[Start of Text section]

# Climbing (on a bike)



## bvibert (Jun 1, 2009)

Do you enjoy the climb, or is it just a necessity to get to the down hill?

When riding my MTB I enjoy the climbs, especially if there's some sort of technical challenge to it too.  Even non-technical climbs are good by me too though.  There's something about the sense of accomplishment when I get to the top, or maybe that's just the effect of lack of oxygen.  There's plenty of climbs that I can't make, for whatever reason, I look forward to giving them another shot every time I ride them again.

I'm interested to hear the roadies take on this too...


----------



## Greg (Jun 1, 2009)

I really love short technical climbs. The long extended grueling ones? Not as much, but I still like them. Part of why I'm doing this is the fitness benefit and building endurance and wind throughout the season just feels good. Plus you get to go back down!


----------



## bvibert (Jun 1, 2009)

I like the long, grueling ones the best, even though I'm usually ready to pass out by the top.  And it's not just because I know I get to go back down, that's just a nice added bonus.


----------



## MR. evil (Jun 1, 2009)

Enjoy them….not so much. But with the exception of a select few I don’t hate them either. I do prefer the shorter technical climbs over the easier long drawn out type. The longer drawn out ones just bore me to death, all you are doing is pedaling for what seams like an eternity. That’s what I imaging road riding to be like. I need some technical challenge to keep me on my toes and my mind off the lack of oxygen. The last section of the Johnny Cake climb we did yesterday is a good example. If that had been a standard fire road that would have really sucked and bored the crap out of me. But all the rocks, ruts & leaves gave it a technical aspect that I enjoyed. It wasn’t very technically challenging, but it had just enough going on that you had to pick lines and think about what you were doing. Then there is the climb from the stream crossing after rt69 to the stone wall. That is a pretty rocky / technical little stretch and I really look forward to it every time we ride that loop.


----------



## awf170 (Jun 1, 2009)

Climbing is the best part of riding because it is actually challenging.  Downhills and drops are 90% guts, 10% skill.  Climbing on the other hand is purely based on skill.

Flame away downhillers...


----------



## RootDKJ (Jun 1, 2009)

I went with the These options suck.  There are some climbs that I get really into, and one in particular that makes a steep & sharp left, is really challenging to me, but I can only do it about 1/2 the time.

Other hills I could do with out.  There's one long steep one on a fireroad that just drains me, it's boring and seems to last forever.  Only good part about it is the sweet twisties off to the left of it once you get to the top.

Rolling hills are more my style.


----------



## bvibert (Jun 1, 2009)

[End of Text section]
[Start of Items]

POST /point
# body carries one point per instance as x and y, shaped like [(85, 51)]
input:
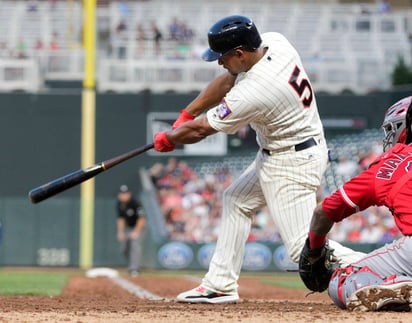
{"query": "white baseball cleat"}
[(390, 297), (203, 295)]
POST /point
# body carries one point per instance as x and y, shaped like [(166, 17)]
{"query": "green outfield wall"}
[(40, 136)]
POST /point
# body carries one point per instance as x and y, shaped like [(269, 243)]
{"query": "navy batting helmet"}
[(230, 33)]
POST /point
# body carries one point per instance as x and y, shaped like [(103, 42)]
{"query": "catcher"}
[(382, 279)]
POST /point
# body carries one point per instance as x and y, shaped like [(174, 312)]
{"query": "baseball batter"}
[(383, 278), (267, 87)]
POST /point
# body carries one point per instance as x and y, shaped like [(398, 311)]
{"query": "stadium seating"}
[(343, 46)]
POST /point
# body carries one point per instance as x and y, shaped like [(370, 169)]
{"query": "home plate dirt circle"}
[(148, 298)]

[End of Items]

● **Given task 1**
In the bike climbing thread, what split between guts and skill does awf170 give for downhills and drops?
● **Given task 2**
Extend the bike climbing thread past its last line.

● **Reply 1**
90% guts, 10% skill.

● **Reply 2**
MR. evil said:


> Enjoy them….not so much. But with the exception of a select few I don’t hate them either. I do prefer the shorter technical climbs over the easier long drawn out type. The longer drawn out ones just bore me to death, all you are doing is pedaling for what seams like an eternity. That’s what I imaging road riding to be like. I need some technical challenge to keep me on my toes and my mind off the lack of oxygen. The last section of the Johnny Cake climb we did yesterday is a good example. If that had been a standard fire road that would have really sucked and bored the crap out of me. But all the rocks, ruts & leaves gave it a technical aspect that I enjoyed. It wasn’t very technically challenging, but it had just enough going on that you had to pick lines and think about what you were doing. Then there is the climb from the stream crossing after rt69 to the stone wall. That is a pretty rocky / technical little stretch and I really look forward to it every time we ride that loop.



A climb is never boring to me.  I'm too busy concentrating on making that next revolution of the pedals.

I even enjoyed that long ass climb up the gravel path in the sessions loop that we did last week.  There was nothing technical about that.


----------



## Trev (Jun 1, 2009)

I started biking in May of this year.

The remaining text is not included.